▶ Problem requirements: Report every line of the data that includes "white".

▶ Source material:
<<<<

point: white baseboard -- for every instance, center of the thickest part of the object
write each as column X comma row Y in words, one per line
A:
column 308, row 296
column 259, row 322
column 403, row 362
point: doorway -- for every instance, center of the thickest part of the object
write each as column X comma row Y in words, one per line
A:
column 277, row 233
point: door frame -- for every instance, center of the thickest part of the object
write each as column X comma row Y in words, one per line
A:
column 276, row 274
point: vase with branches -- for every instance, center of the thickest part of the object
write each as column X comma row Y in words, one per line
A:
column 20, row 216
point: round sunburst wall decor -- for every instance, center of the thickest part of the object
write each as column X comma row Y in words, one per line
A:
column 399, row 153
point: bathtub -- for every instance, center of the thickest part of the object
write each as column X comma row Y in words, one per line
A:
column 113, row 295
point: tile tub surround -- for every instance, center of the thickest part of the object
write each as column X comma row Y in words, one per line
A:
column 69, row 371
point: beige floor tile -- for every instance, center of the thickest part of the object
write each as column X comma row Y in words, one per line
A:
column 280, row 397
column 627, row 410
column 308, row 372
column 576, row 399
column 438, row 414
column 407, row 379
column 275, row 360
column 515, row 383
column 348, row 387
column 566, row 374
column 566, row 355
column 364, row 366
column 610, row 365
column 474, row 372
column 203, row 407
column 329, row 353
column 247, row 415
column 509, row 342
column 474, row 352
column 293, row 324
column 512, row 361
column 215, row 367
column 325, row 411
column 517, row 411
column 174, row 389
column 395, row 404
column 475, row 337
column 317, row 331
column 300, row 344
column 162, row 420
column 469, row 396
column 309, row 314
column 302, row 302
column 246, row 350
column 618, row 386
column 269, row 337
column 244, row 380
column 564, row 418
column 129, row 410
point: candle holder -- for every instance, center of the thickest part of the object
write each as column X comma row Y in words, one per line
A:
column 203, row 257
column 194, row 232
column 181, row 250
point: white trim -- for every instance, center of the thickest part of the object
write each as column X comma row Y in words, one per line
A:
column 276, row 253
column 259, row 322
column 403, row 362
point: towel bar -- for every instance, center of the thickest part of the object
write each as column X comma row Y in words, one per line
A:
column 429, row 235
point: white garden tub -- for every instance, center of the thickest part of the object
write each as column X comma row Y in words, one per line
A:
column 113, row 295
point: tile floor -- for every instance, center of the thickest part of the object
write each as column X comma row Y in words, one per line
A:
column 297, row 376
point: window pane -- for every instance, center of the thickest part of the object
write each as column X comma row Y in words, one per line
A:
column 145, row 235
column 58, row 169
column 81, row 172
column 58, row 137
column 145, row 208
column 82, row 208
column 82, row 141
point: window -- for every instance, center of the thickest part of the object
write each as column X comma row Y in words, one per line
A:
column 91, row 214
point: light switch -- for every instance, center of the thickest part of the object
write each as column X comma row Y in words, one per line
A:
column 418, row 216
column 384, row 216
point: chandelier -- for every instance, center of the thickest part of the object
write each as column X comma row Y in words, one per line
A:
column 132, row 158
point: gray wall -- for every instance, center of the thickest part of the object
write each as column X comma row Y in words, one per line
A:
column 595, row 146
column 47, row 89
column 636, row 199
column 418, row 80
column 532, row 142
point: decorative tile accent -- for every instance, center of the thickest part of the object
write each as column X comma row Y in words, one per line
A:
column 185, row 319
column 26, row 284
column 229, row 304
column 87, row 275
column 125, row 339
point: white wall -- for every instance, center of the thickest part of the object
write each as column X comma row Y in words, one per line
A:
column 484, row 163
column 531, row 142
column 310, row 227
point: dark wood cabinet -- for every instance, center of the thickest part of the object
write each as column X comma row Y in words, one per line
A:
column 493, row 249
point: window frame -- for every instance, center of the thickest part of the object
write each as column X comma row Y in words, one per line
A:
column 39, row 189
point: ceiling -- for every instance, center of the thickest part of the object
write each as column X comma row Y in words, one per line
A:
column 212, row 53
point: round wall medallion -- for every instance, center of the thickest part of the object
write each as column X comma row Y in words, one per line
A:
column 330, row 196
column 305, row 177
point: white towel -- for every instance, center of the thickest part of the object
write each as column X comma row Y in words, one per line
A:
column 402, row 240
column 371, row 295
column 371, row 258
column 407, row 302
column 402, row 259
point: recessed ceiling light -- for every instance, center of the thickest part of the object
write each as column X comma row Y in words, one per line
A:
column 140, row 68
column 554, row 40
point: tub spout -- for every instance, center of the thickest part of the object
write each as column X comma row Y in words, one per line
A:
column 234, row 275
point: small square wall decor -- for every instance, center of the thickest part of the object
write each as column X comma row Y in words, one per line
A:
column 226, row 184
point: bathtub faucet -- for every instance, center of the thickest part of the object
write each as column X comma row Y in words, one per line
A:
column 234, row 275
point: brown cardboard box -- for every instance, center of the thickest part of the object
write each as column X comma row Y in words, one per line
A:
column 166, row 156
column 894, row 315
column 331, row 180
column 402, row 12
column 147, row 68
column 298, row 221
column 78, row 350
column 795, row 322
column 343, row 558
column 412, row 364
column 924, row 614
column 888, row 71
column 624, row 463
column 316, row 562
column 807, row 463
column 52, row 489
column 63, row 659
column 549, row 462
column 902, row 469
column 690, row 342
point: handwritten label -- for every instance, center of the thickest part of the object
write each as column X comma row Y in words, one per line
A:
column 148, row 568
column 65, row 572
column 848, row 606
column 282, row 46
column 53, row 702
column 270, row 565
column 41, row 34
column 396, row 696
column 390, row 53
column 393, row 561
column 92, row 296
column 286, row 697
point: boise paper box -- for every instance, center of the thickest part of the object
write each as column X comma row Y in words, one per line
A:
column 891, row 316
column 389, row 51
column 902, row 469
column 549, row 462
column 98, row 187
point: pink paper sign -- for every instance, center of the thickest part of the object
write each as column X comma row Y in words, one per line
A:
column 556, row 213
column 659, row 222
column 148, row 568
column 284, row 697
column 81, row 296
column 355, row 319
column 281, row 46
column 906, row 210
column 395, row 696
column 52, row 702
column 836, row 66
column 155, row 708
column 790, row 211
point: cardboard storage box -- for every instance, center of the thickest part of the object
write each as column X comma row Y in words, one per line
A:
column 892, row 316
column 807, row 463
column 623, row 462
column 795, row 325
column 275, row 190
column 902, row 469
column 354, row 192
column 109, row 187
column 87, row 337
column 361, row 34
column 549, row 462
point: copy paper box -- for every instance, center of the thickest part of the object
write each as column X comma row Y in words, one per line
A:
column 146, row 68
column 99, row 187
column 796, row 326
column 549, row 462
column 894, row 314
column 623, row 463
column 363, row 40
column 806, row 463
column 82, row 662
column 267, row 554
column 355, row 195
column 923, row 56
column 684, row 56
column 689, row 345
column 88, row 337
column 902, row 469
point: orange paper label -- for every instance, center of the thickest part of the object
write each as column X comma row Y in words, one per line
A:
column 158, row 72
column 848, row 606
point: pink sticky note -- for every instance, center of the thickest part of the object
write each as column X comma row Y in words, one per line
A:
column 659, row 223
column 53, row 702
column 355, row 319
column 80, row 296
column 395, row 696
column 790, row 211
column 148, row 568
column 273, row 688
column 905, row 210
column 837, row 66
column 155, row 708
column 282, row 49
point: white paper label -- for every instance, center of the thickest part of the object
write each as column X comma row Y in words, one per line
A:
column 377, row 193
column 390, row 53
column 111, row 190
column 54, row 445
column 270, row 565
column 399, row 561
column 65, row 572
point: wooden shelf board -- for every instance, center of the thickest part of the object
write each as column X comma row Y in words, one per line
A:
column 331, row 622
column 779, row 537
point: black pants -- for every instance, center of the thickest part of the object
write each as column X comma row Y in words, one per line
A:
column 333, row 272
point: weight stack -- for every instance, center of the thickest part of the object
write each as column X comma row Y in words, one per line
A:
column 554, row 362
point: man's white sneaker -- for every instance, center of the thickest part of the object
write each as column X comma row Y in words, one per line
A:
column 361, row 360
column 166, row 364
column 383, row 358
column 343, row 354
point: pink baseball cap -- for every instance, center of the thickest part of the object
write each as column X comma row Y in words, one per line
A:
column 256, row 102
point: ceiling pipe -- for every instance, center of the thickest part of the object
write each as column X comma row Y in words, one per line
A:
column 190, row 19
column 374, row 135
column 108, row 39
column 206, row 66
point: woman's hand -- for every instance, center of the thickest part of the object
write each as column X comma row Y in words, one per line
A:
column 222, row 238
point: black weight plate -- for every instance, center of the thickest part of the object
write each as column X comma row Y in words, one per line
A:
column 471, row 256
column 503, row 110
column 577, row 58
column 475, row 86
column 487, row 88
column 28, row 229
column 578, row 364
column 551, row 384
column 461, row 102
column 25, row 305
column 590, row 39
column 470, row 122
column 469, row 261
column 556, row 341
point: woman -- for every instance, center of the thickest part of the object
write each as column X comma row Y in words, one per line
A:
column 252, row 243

>>>>

▶ Expected output:
point: white baseboard -- for every instance, center of the thickest part of the object
point: white trim -- for every instance, center of the thickest part of the object
point: white garden tub -- for every instance, center of the thickest part of the object
point: white wall -- for every instance, center of the thickest part of the object
point: white towel -- for every instance, center of the thickest part of the object
point: white paper label -- for every instance, center of the thickest part of the object
point: man's white sneaker -- for every instance, center of the thickest part of the object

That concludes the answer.